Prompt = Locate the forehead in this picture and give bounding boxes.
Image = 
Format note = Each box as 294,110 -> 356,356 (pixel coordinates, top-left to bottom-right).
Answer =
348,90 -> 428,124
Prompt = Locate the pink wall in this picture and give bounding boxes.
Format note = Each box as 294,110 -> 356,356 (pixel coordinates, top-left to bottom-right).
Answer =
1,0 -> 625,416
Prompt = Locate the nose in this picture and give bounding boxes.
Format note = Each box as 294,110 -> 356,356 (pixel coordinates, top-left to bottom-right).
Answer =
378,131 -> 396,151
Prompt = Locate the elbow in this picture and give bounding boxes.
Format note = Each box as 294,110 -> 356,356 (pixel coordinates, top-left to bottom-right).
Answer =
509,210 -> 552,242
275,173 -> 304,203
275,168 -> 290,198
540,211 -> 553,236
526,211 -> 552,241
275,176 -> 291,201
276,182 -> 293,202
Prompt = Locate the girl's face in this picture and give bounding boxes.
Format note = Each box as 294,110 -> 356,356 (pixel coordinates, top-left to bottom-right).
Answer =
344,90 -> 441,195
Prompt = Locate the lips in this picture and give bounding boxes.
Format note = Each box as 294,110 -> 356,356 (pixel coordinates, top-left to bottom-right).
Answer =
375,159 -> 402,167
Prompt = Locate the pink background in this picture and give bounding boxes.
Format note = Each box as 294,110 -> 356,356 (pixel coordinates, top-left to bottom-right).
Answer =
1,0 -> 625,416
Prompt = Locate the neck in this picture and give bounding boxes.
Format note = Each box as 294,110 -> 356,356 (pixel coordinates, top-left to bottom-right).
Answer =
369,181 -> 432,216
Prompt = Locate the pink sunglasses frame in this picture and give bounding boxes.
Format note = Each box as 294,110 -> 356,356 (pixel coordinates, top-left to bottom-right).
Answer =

= = = = = = =

Reproduce all lines from the records above that include the word "this".

* Reply
Prompt = Locate the forehead in this picture and give bounding boxes.
Prompt = Locate the pink wall in this picture and give bounding boxes.
Prompt = Locate the nose in this picture and give bounding boxes.
Prompt = Locate the elbow in this picture and give bounding boxes.
Prompt = Locate the girl's face in this picture and give bounding boxes.
Prompt = Locate the lips in this picture and give bounding boxes.
Prompt = Locate the pink background in this picture and give bounding boxes.
Prompt = Locate the neck in this picture and give bounding boxes.
Prompt = Locate the pink sunglasses frame in this picture and give bounding boxes.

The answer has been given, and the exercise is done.